Copy out the data below verbatim.
# Start of Entries shown
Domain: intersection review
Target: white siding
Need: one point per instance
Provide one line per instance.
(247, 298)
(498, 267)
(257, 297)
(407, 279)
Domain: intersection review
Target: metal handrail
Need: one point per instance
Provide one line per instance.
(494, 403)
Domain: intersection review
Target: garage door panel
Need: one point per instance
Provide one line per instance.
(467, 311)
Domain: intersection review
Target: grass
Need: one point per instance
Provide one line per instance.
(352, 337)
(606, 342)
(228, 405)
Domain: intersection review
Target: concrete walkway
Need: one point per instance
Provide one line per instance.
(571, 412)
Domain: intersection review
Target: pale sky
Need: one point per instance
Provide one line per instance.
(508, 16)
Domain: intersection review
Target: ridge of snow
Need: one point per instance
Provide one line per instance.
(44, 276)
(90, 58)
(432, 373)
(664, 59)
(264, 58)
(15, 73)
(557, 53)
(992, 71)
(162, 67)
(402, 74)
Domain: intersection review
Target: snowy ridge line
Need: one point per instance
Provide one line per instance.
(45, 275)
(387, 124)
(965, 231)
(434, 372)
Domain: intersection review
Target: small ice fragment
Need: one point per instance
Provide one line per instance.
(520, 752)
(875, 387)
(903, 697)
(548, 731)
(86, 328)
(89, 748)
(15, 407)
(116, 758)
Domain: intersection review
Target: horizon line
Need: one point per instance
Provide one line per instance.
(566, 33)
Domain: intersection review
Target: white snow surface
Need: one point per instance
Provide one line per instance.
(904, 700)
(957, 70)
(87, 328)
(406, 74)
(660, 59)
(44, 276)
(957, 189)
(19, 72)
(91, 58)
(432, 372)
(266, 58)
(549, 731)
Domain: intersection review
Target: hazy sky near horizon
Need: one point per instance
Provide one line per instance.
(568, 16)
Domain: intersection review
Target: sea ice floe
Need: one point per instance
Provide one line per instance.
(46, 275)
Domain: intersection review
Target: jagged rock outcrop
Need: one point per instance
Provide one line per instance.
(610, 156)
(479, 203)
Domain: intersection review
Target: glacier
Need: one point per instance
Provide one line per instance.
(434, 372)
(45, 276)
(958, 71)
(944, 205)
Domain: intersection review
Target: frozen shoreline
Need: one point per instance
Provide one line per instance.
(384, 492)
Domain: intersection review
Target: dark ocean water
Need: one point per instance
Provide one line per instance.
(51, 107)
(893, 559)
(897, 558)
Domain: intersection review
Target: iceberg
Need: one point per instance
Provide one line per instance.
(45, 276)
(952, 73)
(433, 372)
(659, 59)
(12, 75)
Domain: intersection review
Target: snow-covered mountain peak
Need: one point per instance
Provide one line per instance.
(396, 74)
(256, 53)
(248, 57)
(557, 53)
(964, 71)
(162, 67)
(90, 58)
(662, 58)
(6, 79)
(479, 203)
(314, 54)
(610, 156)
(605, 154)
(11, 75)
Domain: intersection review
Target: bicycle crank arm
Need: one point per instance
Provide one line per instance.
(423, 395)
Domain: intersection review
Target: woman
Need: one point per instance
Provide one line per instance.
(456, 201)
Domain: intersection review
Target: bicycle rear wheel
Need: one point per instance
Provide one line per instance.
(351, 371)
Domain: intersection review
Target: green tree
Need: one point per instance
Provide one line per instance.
# End of Entries shown
- _Written reply_
Domain: intersection review
Target: white siding
Need: one point per instance
Provide one line per instance.
(247, 298)
(498, 267)
(257, 297)
(407, 279)
Domain: intersection review
Target: metal handrail
Need: one point per instance
Provide one line per instance.
(494, 403)
Domain: intersection review
Target: garage door panel
Need: one point per instance
Provide one line per instance.
(467, 311)
Domain: intersection review
Target: grass
Need: one point per instance
Provide one line per instance.
(352, 337)
(606, 342)
(228, 405)
Domain: intersection review
Target: concrete walkway
Need: one point per instance
Provide one line per instance.
(571, 412)
Domain: intersection review
Target: pale sky
Need: one point per instance
Provide one line per instance.
(508, 16)
Domain: intersection review
Target: ridge of snow
Need: one point per instance
Provide one line per instance.
(44, 276)
(90, 58)
(432, 373)
(664, 59)
(264, 58)
(15, 73)
(557, 53)
(992, 71)
(162, 67)
(402, 74)
Domain: intersection review
Target: snowy ridge line
Need: one point per instance
Provide one line per instance.
(45, 275)
(387, 124)
(965, 231)
(434, 372)
Domain: intersection review
Target: small ice fragment
Need: one point per instance
Provide one line per instance.
(520, 752)
(875, 387)
(903, 697)
(548, 731)
(86, 328)
(89, 748)
(15, 407)
(116, 758)
Domain: intersection review
Target: horizon line
Need: one point per instance
Provide one line per instance.
(566, 33)
Domain: intersection review
Target: white snow surface
Need: one point per instance
Provide one line per instance.
(904, 700)
(957, 70)
(87, 328)
(406, 74)
(660, 59)
(44, 276)
(957, 189)
(19, 72)
(91, 58)
(432, 372)
(266, 58)
(549, 731)
Domain: intersection review
Target: hazy sky near horizon
Need: one point per instance
Provide one line per instance.
(568, 16)
Domain: intersection review
Target: sea ice floe
Need: one point per instance
Provide one line per instance.
(46, 275)
Domain: intersection review
Target: jagged rock outcrop
Need: one point per instance
Provide one line per instance.
(610, 156)
(479, 203)
Domain: intersection review
Target: glacier
Need: one point per instance
Provide one line per instance.
(434, 372)
(45, 276)
(958, 71)
(944, 205)
Domain: intersection review
Target: frozen shoreline
Need: one point per instance
Provide one line per instance.
(384, 492)
Domain: intersection review
Target: dark ocean water
Need: one point per instance
Provide one line per instance.
(51, 107)
(893, 559)
(897, 558)
Domain: intersection review
Target: iceberg
Need: one point per instance
Provide one line per instance.
(45, 276)
(952, 73)
(433, 372)
(659, 59)
(12, 75)
Domain: intersection review
Target: snow-covered mountain peak
Need: one point per instance
Provide one line per instance.
(396, 74)
(256, 53)
(248, 57)
(557, 53)
(964, 71)
(162, 67)
(90, 58)
(662, 58)
(6, 79)
(479, 203)
(314, 54)
(610, 156)
(605, 154)
(11, 75)
Domain: intersection review
Target: bicycle crank arm
Need: one point per instance
Provide one line per instance.
(423, 395)
Domain: intersection review
Target: woman
Need: one point per instance
Provide one line per instance.
(456, 201)
Domain: intersection review
Target: bicycle rear wheel
Need: one point per instance
Provide one line per instance.
(351, 371)
Domain: intersection review
Target: green tree
Need: one point per instance
Provide one line per instance.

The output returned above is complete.